-------- RECORDS SUPPLIED

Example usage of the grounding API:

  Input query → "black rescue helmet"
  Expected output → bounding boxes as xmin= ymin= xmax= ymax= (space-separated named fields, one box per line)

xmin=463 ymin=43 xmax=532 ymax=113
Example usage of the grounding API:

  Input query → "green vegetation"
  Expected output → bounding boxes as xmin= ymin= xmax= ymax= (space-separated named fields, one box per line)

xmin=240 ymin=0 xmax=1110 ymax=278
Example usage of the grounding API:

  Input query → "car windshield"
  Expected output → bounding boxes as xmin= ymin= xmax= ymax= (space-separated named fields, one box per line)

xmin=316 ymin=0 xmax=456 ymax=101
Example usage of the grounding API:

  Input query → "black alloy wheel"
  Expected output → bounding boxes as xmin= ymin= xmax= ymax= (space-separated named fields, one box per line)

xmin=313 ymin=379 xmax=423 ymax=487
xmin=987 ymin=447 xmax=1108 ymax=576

----------------
-------- RECORDS SUPPLIED

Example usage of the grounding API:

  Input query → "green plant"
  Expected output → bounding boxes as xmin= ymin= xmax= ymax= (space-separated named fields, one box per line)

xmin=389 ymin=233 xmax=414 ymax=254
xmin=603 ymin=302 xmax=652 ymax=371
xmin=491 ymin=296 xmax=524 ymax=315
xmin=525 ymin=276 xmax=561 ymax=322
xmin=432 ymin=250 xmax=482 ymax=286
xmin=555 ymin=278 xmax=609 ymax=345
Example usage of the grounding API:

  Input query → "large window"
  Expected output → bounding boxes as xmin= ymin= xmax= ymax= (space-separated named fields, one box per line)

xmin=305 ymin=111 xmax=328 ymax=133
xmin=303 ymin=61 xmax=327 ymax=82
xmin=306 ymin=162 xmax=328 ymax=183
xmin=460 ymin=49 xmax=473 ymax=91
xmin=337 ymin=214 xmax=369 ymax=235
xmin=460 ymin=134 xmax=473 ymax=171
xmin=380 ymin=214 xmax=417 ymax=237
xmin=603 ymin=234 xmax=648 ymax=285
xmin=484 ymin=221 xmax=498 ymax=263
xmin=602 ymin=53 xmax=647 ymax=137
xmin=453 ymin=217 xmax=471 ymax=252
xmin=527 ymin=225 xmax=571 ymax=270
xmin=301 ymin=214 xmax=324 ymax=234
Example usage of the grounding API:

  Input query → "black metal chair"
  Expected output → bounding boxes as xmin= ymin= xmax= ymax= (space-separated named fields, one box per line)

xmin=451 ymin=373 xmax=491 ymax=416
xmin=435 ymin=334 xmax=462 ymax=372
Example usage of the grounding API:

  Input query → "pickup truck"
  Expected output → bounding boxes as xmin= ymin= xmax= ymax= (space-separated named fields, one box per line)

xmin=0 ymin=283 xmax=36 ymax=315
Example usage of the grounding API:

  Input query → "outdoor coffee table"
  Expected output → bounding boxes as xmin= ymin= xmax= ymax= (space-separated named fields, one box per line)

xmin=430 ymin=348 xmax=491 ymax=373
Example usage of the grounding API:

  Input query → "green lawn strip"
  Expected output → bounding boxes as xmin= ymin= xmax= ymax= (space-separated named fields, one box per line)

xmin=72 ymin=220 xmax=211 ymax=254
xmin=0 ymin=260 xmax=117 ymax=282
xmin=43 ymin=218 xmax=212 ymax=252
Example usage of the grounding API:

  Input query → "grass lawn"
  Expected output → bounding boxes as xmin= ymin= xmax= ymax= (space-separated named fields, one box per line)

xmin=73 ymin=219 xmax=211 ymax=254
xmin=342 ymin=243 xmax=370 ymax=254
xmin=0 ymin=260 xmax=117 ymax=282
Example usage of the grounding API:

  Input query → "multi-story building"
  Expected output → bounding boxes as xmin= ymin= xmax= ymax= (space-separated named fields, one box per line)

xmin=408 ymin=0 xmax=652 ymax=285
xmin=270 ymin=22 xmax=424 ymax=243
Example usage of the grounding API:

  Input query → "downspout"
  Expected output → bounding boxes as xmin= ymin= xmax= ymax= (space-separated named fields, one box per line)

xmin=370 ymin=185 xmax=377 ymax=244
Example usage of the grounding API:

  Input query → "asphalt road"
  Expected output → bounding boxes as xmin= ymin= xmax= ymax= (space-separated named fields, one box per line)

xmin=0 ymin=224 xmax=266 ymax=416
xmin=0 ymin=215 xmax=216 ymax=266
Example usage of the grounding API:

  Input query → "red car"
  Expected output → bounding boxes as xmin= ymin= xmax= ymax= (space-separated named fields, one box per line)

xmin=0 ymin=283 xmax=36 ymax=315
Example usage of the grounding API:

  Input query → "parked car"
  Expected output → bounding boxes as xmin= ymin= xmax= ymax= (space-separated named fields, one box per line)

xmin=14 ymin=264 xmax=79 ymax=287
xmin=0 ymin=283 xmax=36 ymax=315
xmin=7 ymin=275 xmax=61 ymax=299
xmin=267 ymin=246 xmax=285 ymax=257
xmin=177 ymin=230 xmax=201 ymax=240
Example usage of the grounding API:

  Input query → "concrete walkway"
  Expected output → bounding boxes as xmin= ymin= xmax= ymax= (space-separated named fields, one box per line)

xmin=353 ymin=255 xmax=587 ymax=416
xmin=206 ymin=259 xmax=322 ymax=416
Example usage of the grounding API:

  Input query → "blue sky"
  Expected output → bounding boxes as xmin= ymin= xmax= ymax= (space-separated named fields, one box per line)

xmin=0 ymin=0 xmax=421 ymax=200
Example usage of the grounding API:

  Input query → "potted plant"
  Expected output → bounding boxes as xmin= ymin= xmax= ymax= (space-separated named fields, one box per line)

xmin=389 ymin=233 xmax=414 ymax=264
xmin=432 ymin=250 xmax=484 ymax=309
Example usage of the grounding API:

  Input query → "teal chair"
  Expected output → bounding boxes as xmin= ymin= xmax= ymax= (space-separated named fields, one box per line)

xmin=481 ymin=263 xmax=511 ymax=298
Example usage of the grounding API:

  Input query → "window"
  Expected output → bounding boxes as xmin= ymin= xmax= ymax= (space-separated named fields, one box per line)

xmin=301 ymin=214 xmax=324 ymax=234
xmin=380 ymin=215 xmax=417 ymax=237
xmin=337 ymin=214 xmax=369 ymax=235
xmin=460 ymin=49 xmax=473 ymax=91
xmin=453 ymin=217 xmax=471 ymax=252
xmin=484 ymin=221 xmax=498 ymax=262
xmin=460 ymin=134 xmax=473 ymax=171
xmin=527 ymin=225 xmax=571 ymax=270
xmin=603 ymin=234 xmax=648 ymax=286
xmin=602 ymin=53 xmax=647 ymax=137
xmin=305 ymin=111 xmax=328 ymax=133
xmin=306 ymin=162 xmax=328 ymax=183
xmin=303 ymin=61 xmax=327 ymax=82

----------------
-------- RECORDS SUPPLIED

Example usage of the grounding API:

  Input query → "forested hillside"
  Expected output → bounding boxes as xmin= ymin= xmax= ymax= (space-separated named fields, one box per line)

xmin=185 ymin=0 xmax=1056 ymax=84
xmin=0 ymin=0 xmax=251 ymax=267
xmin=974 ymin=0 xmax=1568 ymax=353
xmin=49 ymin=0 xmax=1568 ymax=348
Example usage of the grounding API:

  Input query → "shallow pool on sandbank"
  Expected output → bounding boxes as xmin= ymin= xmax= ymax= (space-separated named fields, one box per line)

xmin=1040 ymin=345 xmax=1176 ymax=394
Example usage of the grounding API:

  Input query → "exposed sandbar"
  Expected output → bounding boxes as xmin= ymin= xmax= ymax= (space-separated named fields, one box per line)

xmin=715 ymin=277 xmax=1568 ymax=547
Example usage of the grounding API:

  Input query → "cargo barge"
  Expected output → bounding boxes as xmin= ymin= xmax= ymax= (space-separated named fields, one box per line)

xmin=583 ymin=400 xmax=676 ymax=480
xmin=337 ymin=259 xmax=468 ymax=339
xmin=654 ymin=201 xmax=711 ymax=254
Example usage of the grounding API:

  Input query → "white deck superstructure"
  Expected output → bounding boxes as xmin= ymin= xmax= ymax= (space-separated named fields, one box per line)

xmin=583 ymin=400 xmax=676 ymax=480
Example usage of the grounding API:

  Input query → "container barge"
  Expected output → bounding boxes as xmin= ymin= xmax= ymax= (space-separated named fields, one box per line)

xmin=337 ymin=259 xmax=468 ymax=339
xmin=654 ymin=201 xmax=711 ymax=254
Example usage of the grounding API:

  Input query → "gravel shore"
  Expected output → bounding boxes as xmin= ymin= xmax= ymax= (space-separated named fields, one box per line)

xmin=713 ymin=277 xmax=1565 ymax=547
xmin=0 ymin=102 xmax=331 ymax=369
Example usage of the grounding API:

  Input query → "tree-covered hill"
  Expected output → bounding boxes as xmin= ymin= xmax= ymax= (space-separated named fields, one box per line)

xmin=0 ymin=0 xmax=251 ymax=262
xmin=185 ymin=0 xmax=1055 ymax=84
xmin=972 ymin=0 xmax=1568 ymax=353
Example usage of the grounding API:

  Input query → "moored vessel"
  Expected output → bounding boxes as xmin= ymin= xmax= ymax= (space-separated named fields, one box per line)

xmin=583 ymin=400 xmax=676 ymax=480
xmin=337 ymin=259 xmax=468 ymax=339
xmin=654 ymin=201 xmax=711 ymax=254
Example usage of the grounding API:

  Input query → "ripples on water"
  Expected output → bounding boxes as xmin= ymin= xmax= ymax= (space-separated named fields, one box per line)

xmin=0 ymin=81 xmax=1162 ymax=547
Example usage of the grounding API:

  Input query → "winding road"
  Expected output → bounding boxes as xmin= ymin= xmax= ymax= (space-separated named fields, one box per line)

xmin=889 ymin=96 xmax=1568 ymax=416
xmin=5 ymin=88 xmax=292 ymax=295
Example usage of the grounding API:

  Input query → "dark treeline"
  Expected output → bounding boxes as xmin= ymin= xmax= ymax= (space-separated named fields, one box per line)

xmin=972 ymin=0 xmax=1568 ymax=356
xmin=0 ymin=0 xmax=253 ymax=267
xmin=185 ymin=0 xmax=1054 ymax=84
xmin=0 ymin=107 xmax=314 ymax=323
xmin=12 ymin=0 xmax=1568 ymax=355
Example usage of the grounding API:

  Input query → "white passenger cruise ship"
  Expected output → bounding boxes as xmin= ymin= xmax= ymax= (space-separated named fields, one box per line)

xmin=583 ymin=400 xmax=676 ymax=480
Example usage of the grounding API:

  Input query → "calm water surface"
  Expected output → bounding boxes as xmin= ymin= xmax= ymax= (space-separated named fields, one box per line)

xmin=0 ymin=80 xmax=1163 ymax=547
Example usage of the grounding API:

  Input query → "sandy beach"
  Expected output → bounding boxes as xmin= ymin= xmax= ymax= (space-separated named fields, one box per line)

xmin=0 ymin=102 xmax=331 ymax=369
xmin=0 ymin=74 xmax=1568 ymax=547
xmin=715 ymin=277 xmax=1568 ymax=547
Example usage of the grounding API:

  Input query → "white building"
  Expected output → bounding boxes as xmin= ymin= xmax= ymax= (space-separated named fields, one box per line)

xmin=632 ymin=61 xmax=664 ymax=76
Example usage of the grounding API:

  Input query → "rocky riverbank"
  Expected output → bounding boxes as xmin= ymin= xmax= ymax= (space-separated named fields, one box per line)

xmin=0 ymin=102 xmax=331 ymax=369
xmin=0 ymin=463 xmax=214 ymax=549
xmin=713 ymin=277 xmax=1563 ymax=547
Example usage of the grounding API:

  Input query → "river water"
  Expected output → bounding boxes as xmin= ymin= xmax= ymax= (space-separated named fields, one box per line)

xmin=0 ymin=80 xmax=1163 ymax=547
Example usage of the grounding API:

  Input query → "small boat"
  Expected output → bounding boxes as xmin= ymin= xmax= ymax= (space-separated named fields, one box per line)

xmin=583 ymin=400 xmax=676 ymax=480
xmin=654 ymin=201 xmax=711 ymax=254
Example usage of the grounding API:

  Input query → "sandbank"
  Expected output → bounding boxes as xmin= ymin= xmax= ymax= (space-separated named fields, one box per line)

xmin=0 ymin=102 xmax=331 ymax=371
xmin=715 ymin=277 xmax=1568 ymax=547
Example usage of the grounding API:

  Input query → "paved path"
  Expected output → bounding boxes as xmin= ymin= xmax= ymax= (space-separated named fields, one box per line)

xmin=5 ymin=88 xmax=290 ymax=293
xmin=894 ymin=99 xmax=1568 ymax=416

----------------

● **INSTRUCTIONS TO FOLLOW**: Show every line in the data above that contains the word "lawn". Case counts.

● **RESULT FOR THIS TASK**:
  Input query → "green lawn strip"
  Input query → "grass lawn"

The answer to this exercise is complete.